任务 a: 从下方写老家窑洞的文字中,提取从“又过了几年,我和弟弟进城读书”到“和切碎的红葱沫吃,口齿生香。”的这一段。

节选原文:
又过了几年,我和弟弟进城读书,母亲也跟着进城陪读,家里起先住的祖辈传下来的两孔窑洞也被遗弃了,再也没有住过人。两孔窑洞坐北面南,是陕北人说的人字窑,窑坐落在村子的正中间,两条小河夹院而流,窑洞的院子里种了一棵梨树、五棵枣树,一个磨盘立在梨树旁,院墙跟前有洋槐树数棵,粗壮而高大。院墙用石块垒砌而成,最上边夯土,奶奶在墙头上种了几株泽蒙花,院门是砖木结构,上覆青瓦。窑洞进深6米,主体是石头箍出来的,西边的窑洞里边土炕的里边还套着一个进深4米多的土窑洞,土炕的东边还套了一个存放衣物的小窑,一主两副,极为实用。夏天的时候,只要把最里边的土窑洞的门打开,睡觉的时候还要盖被子,冬暖夏凉都不足以形容祖辈的穴居智慧。我对这两孔窑洞的感情极深,始终无法割舍,至今偶尔还在梦里回到窑洞里,躺在土炕上,闻着土灶上柴草燃烧的味道,惬意的享受着岁月静好。我出生在西边的那孔窑洞里,在窑洞里度过了最快乐的童年时光,记忆里,母亲总是围绕着灶台和十几亩坡地转,脚踩着黄土,背靠着黄土,我会走路后也整日和黄土为伴,玩泥巴,跟母亲下地种种子,收秋捡拾谷穗土豆,对土地的感情之深,融到了血脉中,镌刻在骨子里。院子里用石头砌了一个露天的灶台,春夏秋季做饭就在院子里,春天的时候,我坐在灶台前,用力拉着风箱,不停地给灶台里填柴火,头顶的洋槐树正开着槐花,花香满园,蜜蜂飞舞,铁锅里咕嘟咕嘟的吃食散发着诱人的香气。夏天的时候,日子悠长,母亲在地里劳作的时间也长,晚饭往往到了太阳下山后才开始做,我盯着灶头的红彤彤的火苗,用力的拉着风箱,期待着饱腹的那碗饭早点做熟,周围山头上的猫头鹰早早的开始了哀嚎模式,一声声的叫的我心里发憷。秋天的时候,我会推着磨盘一圈圈的转,新打下来的黑豆被沉重的磨盘一点点磨成豆浆,豆浆熬煮在灶头的大铁锅里,卤水点豆腐,豆香四溢,蘸着陈醋和切碎的红葱沫吃,口齿生香。

任务 b: 把列表中从含有“Labeling batch C. For the image above, tag the beef”的那一行到含有“Labeling batch C. For the image above, tag the white pot”的那一行(首尾两行都算在内)重新写出,其中的“batch C”一律换成“batch D”,其余内容不变。只写这些行。

所给信息:

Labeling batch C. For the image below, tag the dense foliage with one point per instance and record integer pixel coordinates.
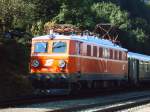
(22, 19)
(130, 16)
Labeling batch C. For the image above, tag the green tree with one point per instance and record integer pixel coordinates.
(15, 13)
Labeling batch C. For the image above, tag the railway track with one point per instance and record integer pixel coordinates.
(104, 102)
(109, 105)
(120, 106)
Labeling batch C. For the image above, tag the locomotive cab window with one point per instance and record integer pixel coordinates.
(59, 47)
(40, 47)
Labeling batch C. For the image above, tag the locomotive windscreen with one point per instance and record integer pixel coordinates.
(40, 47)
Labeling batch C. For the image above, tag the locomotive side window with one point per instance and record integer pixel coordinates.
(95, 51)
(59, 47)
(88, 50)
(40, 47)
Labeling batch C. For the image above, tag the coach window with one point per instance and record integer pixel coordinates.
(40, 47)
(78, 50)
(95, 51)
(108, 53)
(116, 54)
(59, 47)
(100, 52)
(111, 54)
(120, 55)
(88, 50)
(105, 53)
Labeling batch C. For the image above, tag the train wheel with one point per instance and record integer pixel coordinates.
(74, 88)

* * *

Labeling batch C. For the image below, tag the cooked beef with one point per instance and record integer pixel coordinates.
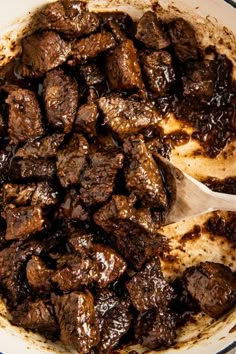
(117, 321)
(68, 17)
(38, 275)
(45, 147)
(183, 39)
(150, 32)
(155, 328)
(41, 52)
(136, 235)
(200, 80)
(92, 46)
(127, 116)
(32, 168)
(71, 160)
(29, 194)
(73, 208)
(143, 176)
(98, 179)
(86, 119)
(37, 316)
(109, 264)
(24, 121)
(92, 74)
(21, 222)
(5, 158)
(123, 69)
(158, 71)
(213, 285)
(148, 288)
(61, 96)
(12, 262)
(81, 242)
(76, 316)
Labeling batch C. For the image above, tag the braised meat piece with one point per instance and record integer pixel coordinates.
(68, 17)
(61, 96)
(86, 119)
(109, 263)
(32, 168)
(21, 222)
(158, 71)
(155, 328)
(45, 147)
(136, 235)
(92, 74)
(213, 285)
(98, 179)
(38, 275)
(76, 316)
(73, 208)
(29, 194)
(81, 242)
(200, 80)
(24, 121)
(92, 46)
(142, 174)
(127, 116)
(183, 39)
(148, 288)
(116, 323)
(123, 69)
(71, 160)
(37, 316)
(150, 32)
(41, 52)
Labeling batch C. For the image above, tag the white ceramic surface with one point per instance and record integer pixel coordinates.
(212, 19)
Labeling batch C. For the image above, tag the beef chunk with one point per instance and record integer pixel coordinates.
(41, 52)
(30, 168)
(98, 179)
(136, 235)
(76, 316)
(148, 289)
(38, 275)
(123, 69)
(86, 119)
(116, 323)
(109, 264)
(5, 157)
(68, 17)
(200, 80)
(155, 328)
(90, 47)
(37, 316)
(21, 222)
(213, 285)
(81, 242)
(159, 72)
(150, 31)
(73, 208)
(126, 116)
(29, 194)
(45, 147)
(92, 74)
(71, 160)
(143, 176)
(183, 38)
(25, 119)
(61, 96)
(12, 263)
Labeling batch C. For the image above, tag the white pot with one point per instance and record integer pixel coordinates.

==

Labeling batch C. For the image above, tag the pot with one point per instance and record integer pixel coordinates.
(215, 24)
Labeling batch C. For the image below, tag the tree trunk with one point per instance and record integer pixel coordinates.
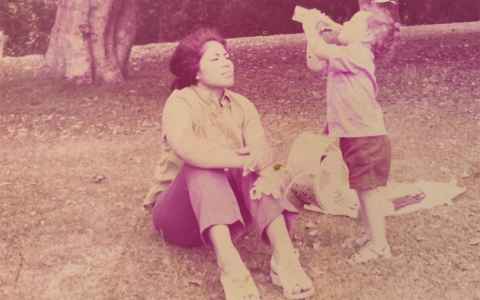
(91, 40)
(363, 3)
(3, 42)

书面回答 a:
又过了几年,我和弟弟进城读书,母亲也跟着进城陪读,家里起先住的祖辈传下来的两孔窑洞也被遗弃了,再也没有住过人。两孔窑洞坐北面南,是陕北人说的人字窑,窑坐落在村子的正中间,两条小河夹院而流,窑洞的院子里种了一棵梨树、五棵枣树,一个磨盘立在梨树旁,院墙跟前有洋槐树数棵,粗壮而高大。院墙用石块垒砌而成,最上边夯土,奶奶在墙头上种了几株泽蒙花,院门是砖木结构,上覆青瓦。窑洞进深6米,主体是石头箍出来的,西边的窑洞里边土炕的里边还套着一个进深4米多的土窑洞,土炕的东边还套了一个存放衣物的小窑,一主两副,极为实用。夏天的时候,只要把最里边的土窑洞的门打开,睡觉的时候还要盖被子,冬暖夏凉都不足以形容祖辈的穴居智慧。我对这两孔窑洞的感情极深,始终无法割舍,至今偶尔还在梦里回到窑洞里,躺在土炕上,闻着土灶上柴草燃烧的味道,惬意的享受着岁月静好。我出生在西边的那孔窑洞里,在窑洞里度过了最快乐的童年时光,记忆里,母亲总是围绕着灶台和十几亩坡地转,脚踩着黄土,背靠着黄土,我会走路后也整日和黄土为伴,玩泥巴,跟母亲下地种种子,收秋捡拾谷穗土豆,对土地的感情之深,融到了血脉中,镌刻在骨子里。院子里用石头砌了一个露天的灶台,春夏秋季做饭就在院子里,春天的时候,我坐在灶台前,用力拉着风箱,不停地给灶台里填柴火,头顶的洋槐树正开着槐花,花香满园,蜜蜂飞舞,铁锅里咕嘟咕嘟的吃食散发着诱人的香气。夏天的时候,日子悠长,母亲在地里劳作的时间也长,晚饭往往到了太阳下山后才开始做,我盯着灶头的红彤彤的火苗,用力的拉着风箱,期待着饱腹的那碗饭早点做熟,周围山头上的猫头鹰早早的开始了哀嚎模式,一声声的叫的我心里发憷。秋天的时候,我会推着磨盘一圈圈的转,新打下来的黑豆被沉重的磨盘一点点磨成豆浆,豆浆熬煮在灶头的大铁锅里,卤水点豆腐,豆香四溢,蘸着陈醋和切碎的红葱沫吃,口齿生香。

书面回答 b:
Labeling batch D. For the image above, tag the beef chunk with one point per instance and record integer pixel coordinates.
(41, 52)
(30, 168)
(98, 179)
(136, 235)
(76, 316)
(148, 289)
(38, 275)
(123, 69)
(86, 119)
(116, 323)
(109, 264)
(5, 157)
(68, 17)
(200, 80)
(155, 328)
(90, 47)
(37, 316)
(21, 222)
(213, 285)
(81, 242)
(159, 72)
(150, 31)
(73, 208)
(126, 116)
(29, 194)
(45, 147)
(92, 74)
(71, 160)
(143, 176)
(183, 38)
(25, 119)
(61, 96)
(12, 263)
Labeling batch D. For the image above, tag the white pot with one point per instance and record integer pixel coordinates.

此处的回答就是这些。